§ Your instructions
Change each occurrence of "put a pin on" in the data below to "place a marker on", and write out all the lines again with everything else left as it is.

* Start Records to use *

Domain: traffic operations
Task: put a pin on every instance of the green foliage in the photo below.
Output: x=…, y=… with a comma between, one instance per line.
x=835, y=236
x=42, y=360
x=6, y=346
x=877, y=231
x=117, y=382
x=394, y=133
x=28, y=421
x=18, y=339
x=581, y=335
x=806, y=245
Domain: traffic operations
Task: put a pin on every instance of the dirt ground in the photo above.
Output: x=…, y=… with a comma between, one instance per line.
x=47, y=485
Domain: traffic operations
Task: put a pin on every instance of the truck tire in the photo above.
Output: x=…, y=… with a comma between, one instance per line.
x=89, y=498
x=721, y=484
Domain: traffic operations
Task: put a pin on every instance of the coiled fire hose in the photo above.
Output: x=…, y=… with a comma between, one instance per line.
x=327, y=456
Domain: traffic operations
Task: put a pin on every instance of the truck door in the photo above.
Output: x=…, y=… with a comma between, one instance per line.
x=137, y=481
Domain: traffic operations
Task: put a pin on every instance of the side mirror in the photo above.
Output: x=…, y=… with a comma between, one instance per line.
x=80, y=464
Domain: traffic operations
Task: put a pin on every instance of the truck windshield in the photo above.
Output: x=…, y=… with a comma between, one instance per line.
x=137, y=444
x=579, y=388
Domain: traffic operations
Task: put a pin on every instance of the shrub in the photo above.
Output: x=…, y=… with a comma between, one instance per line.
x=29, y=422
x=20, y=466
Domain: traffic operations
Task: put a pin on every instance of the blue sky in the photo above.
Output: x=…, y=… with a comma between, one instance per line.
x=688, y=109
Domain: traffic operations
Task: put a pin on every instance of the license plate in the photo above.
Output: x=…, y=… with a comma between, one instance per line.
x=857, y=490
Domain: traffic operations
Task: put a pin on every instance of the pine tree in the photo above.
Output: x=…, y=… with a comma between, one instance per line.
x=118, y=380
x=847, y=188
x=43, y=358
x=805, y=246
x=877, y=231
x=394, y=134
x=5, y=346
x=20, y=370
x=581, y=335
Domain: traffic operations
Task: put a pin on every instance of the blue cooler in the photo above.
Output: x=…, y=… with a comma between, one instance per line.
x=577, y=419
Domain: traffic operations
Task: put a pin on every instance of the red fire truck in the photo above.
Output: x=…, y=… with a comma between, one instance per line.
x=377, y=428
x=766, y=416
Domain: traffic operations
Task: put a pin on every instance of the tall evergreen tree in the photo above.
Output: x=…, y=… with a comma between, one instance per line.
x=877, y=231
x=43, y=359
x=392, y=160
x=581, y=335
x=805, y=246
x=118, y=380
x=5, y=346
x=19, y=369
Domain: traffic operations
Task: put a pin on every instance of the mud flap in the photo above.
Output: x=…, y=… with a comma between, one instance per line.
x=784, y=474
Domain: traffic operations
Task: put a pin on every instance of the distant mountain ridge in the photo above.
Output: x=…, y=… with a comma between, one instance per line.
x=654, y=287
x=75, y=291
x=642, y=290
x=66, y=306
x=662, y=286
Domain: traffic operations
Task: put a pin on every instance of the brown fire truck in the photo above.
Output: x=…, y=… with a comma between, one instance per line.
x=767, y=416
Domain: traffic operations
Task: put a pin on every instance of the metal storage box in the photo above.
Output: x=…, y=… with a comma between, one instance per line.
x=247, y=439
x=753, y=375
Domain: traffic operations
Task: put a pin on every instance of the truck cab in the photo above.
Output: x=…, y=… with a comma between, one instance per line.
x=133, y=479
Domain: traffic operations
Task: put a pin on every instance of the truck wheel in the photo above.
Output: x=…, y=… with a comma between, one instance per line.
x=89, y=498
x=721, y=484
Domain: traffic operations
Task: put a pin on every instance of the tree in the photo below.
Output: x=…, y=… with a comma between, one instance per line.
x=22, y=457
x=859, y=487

* End Records to use *

§ Written reply
Domain: traffic operations
Task: place a marker on every instance of the green foliage in the photo below.
Output: x=…, y=… with a comma between, one instance per line.
x=835, y=236
x=42, y=360
x=6, y=346
x=877, y=231
x=117, y=382
x=394, y=133
x=28, y=421
x=18, y=339
x=581, y=335
x=806, y=245
Domain: traffic operations
Task: place a marker on every instance of the dirt ground in the photo above.
Output: x=…, y=… with a comma between, one instance per line.
x=47, y=485
Domain: traffic operations
Task: place a marker on every instance of the truck tire in the photo above.
Output: x=…, y=… with a comma between, one instance per line.
x=89, y=498
x=721, y=484
Domain: traffic operations
Task: place a marker on every instance of the coiled fire hose in the photo above.
Output: x=…, y=… with a comma between, one instance per line.
x=327, y=456
Domain: traffic operations
Task: place a marker on every instance of the truck door in the photo above.
Output: x=…, y=… with a comma between, one instance per line.
x=137, y=481
Domain: traffic operations
Task: place a marker on every instance of the side mirror in the photo above.
Output: x=…, y=… with a comma between, one instance per line.
x=80, y=464
Domain: traffic operations
Task: place a marker on every instance of the truck windshield in the photo above.
Output: x=…, y=… with a comma between, one instance per line.
x=137, y=444
x=579, y=388
Domain: traffic operations
Task: place a marker on every instance of the shrub in the photo above.
Output: x=…, y=… with a comma between, one instance per line.
x=29, y=422
x=20, y=466
Domain: traffic operations
Task: place a marker on every instance of the blue sky in the photo above.
Output: x=…, y=… with a comma between, one instance per line.
x=688, y=109
Domain: traffic operations
Task: place a marker on every instance of the license plate in the photo above.
Output: x=…, y=… with a comma between, one instance per line.
x=857, y=490
Domain: traffic operations
Task: place a marker on every instance of the pine tree in the photo above.
Output: x=…, y=… with a comma between, one instance per line.
x=118, y=380
x=847, y=188
x=43, y=358
x=805, y=246
x=877, y=231
x=394, y=134
x=5, y=346
x=20, y=370
x=581, y=335
Domain: traffic operations
Task: place a marker on every instance of the blue cooler in the photo above.
Output: x=…, y=… with a comma between, one instance per line.
x=577, y=419
Domain: traffic operations
Task: place a marker on every instance of the red fire truck in the photo above.
Output: x=…, y=… with a comma between, one instance per line.
x=377, y=428
x=766, y=416
Domain: traffic operations
Task: place a marker on every instance of the tall evergreen tree in the photo above.
Output: x=…, y=… with a comma between, one instance per line.
x=877, y=231
x=43, y=359
x=392, y=160
x=581, y=335
x=805, y=246
x=118, y=380
x=5, y=346
x=19, y=369
Domain: traffic operations
Task: place a marker on every instance of the mud flap in the photo above.
Output: x=…, y=… with a comma between, one instance per line.
x=784, y=474
Domain: traffic operations
Task: place a marker on every instance of the distant mountain ridge in the photo above.
Output: x=…, y=… with a comma between, one instance per line.
x=654, y=287
x=75, y=291
x=642, y=290
x=66, y=306
x=662, y=286
Domain: traffic operations
Task: place a marker on every instance of the brown fire truck in the photo above.
Output: x=…, y=… with a comma between, one instance per line.
x=767, y=416
Domain: traffic operations
Task: place a marker on every instance of the metal storage box in the photo above.
Output: x=…, y=… with a comma between, one instance per line.
x=247, y=439
x=753, y=375
Domain: traffic operations
Task: place a marker on every instance of the truck cab in the photo above.
Output: x=…, y=… with a comma between, one instance per line.
x=133, y=479
Domain: traffic operations
Task: place a marker on every instance of the truck wheel in the photo above.
Output: x=…, y=… with a comma between, one instance per line.
x=89, y=498
x=721, y=484
Domain: traffic operations
Task: place a marker on every instance of the tree in the photo below.
Output: x=…, y=… with a comma between, one instance per line.
x=22, y=457
x=859, y=487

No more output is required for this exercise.